___ ENTRIES ___

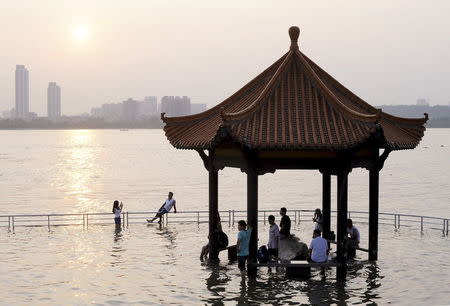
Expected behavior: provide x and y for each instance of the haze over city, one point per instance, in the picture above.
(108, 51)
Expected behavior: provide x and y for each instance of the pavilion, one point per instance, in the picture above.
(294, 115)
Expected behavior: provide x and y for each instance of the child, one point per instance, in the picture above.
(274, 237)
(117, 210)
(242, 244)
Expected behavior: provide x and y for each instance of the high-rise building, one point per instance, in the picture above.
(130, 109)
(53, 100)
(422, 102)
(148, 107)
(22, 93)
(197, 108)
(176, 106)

___
___ ENTRIES ___

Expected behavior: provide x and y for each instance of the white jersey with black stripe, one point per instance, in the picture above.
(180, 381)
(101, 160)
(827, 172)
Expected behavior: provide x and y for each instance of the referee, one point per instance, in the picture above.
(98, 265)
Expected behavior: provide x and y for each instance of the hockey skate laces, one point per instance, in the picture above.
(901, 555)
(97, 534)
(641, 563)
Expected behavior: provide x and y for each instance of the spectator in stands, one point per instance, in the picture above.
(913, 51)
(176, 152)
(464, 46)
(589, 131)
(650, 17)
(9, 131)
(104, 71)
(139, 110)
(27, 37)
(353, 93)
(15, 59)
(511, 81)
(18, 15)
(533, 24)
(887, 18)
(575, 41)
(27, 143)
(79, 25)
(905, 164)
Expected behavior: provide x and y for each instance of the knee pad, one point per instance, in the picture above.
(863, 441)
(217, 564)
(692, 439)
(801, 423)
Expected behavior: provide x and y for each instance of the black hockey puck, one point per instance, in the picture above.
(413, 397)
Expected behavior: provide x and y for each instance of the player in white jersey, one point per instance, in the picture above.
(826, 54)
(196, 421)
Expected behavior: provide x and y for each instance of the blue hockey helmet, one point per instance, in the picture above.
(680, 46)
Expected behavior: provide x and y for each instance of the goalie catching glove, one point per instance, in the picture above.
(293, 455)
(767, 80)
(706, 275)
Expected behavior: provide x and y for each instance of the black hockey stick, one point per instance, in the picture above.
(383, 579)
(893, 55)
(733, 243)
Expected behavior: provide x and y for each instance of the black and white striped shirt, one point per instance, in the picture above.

___

* _DIRECTIVE_
Output the listing as a Markdown table with the columns No. and Line. Begin with the line containing "of the goalie", include every line through the one containing "the black and", and leave out any blank lines.

* _COMPLETE RESPONSE_
| No. | Line |
|---|---|
| 1 | Expected behavior: provide x and y for each instance of the goalie catching glove, one point per instance, in the picture above. |
| 2 | (293, 455) |
| 3 | (767, 80) |
| 4 | (706, 275) |
| 5 | Expected behavior: provide x and y for each instance of the black hockey stick, one point per instance, in the picture above. |
| 6 | (383, 579) |
| 7 | (893, 55) |
| 8 | (733, 243) |
| 9 | Expected behavior: provide x and y for each instance of the black and white striped shirt, one point per instance, in the picture above. |